Textauszug:
┌──

# Teichbau



## Teich Greenhorn (28. Jan. 2008)

Hallo,vorab erst mal möchte ich sagen das ich auf dem Gebiet Teichbau ein totaler Laie bin.
Ich habe in meinem Garten einen alten ausgedienten Klärteich von ca.10mx ca.4mx ca.0,70m,den ich zum Gartenteich umfunktionieren möchte.
Ich hoffe nun auf allerhand Anregungen,Fotos, Vorschläge und hilfreichen Tipp's zum Thema:
-Folie oder Fertigteich
-wie groß?
-Fische ja/nein
-wie tief
-welche Form
-wie sieht ein "vernünftiger" Aufbau eines Teiches aus

Ich freue mich auf viele Anregungen


                                                                     MfG

                                                                        Thomas


----------



## fleur (28. Jan. 2008)

*AW: Teichbau*

Hallo Thomas,

erstmal :Willkommen2  bei den Teich :crazy 

hier im Forum kannst Du Anregungen, Fotos, Vorschläge finden (fast) ohne Ende.

Allerdings solltest Du Dir überlegen, was *Dir* zusagt und gefällt: 
magst Du Fische und hast auch Zeit dafür? wenn ja, welche Fische? 
magst Du schwimmen?
magst Du's natürlich oder streng und minimalistisch?
wieviel Geld willst Du ausgeben, wieviel Arbeit in Bau und Pflege stecken und und und .....????

Bei Deinem Grundstück scheinst Du ja zumindest kaum Platzbeschränkungen zu haben.

Viele Fragen erübrigen sich dann, wenn Du Dich grob entschieden hast.

Auf alle Fälle finde ich es gut, daß Du Dich schlau machst, bevor das "Kind in den Brunnen gefallen ist".

Viel Spaß beim Stöbern und bei Fragen "werden Sie hier geholfen"

Carin (i.A. von fleur, der sich immer über _NEUE_ freut)


----------



## Annett (29. Jan. 2008)

*AW: Teichbau*

Hallo Thomas,

auch von mir: Herzlich Willkommen bei uns.  

Leider erkennt man auf Deinen Fotos ziemlich wenig - stell die ruhig größer (600x800 und max. 244kB) ein.

Für Fische finde ich 70cm schon etwas flach. Kommt aber auch darauf an, aus welcher Gegend du kommst (viel und lange Frost?).
Andererseits erwärmt sich ein flacher Teich auch viel schneller als ein tiefer.
Was für Fische schweben Dir denn vor?
Wie Carin schon schreibt - Du musst wissen, was Du willst. Und danach baust Du dann den Teich!

Als absoluten Anfänger auf dem Gebiet Gartenteich kann ich Dir nur die Fachbeiträge ans Herz legen. 
Die sind besser als die meisten Teichbücher und man kann hier gezielt nachfragen, wenn nach der Lektüre noch was unklar ist.
Ich weiß, das ist viel "Stoff", aber es lohnt sich!

└──

Erfasste Daten:
┌──

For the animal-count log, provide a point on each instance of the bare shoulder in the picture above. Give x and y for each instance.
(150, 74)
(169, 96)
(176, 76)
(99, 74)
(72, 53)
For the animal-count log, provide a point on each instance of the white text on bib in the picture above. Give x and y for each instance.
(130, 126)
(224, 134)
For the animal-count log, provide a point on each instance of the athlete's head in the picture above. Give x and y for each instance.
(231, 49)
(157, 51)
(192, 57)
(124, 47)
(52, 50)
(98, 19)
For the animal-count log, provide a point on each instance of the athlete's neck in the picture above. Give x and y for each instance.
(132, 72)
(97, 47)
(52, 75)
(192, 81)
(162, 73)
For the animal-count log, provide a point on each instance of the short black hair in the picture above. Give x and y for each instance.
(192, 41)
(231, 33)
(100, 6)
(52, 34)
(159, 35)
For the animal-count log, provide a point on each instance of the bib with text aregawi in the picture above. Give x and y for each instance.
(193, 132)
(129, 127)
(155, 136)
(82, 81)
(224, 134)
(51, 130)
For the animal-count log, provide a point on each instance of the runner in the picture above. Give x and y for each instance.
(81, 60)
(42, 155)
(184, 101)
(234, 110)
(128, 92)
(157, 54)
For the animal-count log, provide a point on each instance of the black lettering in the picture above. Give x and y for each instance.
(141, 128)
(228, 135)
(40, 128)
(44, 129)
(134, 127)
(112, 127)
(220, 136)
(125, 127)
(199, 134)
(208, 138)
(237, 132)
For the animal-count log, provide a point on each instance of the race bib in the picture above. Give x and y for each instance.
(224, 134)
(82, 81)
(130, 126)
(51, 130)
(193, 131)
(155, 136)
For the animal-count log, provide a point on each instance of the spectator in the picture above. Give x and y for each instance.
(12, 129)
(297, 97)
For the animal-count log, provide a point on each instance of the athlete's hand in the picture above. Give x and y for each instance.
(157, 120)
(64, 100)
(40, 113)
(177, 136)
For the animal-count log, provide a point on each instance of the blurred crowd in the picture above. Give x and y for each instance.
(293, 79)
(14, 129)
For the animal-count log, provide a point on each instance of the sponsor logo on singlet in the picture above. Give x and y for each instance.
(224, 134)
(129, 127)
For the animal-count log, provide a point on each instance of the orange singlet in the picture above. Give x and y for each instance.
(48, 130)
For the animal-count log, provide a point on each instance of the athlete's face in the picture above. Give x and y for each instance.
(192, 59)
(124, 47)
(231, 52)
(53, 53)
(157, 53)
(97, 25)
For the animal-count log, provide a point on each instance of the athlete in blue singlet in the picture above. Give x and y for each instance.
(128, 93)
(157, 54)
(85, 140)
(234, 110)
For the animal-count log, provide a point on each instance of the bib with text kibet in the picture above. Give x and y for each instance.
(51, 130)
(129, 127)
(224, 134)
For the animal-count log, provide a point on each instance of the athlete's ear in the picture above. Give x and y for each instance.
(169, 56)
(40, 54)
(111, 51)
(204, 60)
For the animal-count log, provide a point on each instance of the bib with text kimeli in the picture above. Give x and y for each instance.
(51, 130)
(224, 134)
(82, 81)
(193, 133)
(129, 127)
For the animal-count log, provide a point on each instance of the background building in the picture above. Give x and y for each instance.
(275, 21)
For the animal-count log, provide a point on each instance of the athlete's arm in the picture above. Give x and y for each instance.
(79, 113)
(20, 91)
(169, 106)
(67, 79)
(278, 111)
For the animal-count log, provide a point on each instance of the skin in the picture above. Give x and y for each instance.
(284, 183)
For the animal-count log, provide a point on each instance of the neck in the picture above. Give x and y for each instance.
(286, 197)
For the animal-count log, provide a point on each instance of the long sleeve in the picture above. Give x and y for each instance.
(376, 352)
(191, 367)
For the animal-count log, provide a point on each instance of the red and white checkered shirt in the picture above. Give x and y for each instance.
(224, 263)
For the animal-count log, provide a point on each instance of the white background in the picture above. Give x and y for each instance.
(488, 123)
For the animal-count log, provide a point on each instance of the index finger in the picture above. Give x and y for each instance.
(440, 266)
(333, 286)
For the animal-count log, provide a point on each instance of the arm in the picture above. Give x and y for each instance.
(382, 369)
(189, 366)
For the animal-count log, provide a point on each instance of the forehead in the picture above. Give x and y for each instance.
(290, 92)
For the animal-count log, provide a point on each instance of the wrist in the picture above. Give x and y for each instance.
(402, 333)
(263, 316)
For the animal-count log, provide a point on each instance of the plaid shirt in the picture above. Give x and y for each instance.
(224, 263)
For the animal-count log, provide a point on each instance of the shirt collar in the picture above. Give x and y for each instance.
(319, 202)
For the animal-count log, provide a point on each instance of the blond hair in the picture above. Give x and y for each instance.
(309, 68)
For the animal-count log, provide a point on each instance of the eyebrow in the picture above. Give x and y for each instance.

└──

Übungsaufgaben:
A – Beantworte zum Forumstext zum Teichbau diese Fragen:
(i) Welche ungefähren Maße hat der alte Klärteich in Thomas' Garten?
(ii) In wessen Auftrag unterschreibt Carin ihre Antwort?
(iii) Welche Bildgröße nennt Annett für das Einstellen der Fotos?
B – Gib den Forumstext zum Teichbau von „## Annett (29.“ bis „dann den Teich!“ wieder und tausche dabei „Fische“ gegen „Koi“ aus.
C – Führe den Forumstext zum Teichbau nach seinem letzten Satz weiter.

Lösungen:
A –
(i) Ca. 10 m x ca. 4 m x ca. 0,70 m.
(ii) Im Auftrag von fleur.
(iii) 600x800 und max. 244 kB.

B –
## Annett (29. Jan. 2008)

*AW: Teichbau*

Hallo Thomas,

auch von mir: Herzlich Willkommen bei uns.  

Leider erkennt man auf Deinen Fotos ziemlich wenig - stell die ruhig größer (600x800 und max. 244kB) ein.

Für Koi finde ich 70cm schon etwas flach. Kommt aber auch darauf an, aus welcher Gegend du kommst (viel und lange Frost?).
Andererseits erwärmt sich ein flacher Teich auch viel schneller als ein tiefer.
Was für Koi schweben Dir denn vor?
Wie Carin schon schreibt - Du musst wissen, was Du willst. Und danach baust Du dann den Teich!

C –
Das vorhandene Loch kannst Du sicherlich nutzen. Ich würde es allerdings wegen der Pflanzbereiche nach außen etwas erweitern und dann gleich noch die "Mitte" vertiefen.

Übrigens, ICH würde daraus wahrs. einen  Schwimmteich bauen.


----------



## Teich Greenhorn (8. März 2008)

*AW: Teichbau*

      So,hier melde ich auch mal wieder.Erst einmal DANKE für die bisherigen Antworten.
Jetzt soll es endlich losgehen mit den Teich (wenn das Wetter mal mitspielt).
Wir haben uns jetzt für einen ca. 8m x 4m x 1m großen Teich entschieden.(das Loch ist ja schon da), den wir aus Teichfolie gestallten wollen.Es sollen später auch mal Fische eingesetzt werden.
Ich fange eigentlich ganz bei Null an mit der Teichbau-Erfahrung,deshalb habe ich noch viele Fragen und hoffe auf viele Antworten/Anregungen/Fotos.

-Aufbau eines Teiches (Welche Folie?Sand unter die Folie?Flies unter die 
 Folie ? welche Wasserzonen u.s.w.)

-muß vor dem Wasser einlassen noch was in den Teich gefüllt werden? (ich 
 laß etwas von einen Substrat oder Sand/Erde-Gemisch)

-was für Pflanzen  

 So ich glaube das langt erst einmal an Fragen. Ich habe die Fotos noch
 einmal eingestellt wo man hoffentlich mehr drauf erkennen kann.



                                               Herzliche Grüße aus dem Norden

                                                                                    Thomas


----------



## Frank (8. März 2008)

*AW: Teichbau*

Mahlzeit Thomas,

*auch von mir nochmal herzlich willkommen bei uns im Club!* 

Leider leite ich aus deiner Fragestellung ab, das du noch nicht allzuviel in unserem Forum, speziell noch keine oder wenige Fachbeiträge gelesen hast.
Sonst würden sich einige deiner Fragen erledigt haben.
Aus diesem Grund lege ich dir das lesen dieser ebenfalls nochmal sehr ans Herz.

Zur Teichtiefe:
Warum legst du ihn nicht noch ca. 50 bis 70 cm tiefer an? An den Mehrkosten kann es nicht liegen. Der Mehrbedarf an Folie fällt dadurch kaum ins Gewicht.
Ich würde mir das gründlich überlegen.  

Vlies sollte unbedingt unter die Folie. Ob zusätzlich noch Sand unter dem Vlies eingebracht wird, hängt von der Beschaffenheit des darunterliegenden Bodens ab.
Wenn ihr viele spitze Steine oder sonstige Gegenstände im Boden habt, würde ich eine Sandschicht schon für Vorteilhaft halten.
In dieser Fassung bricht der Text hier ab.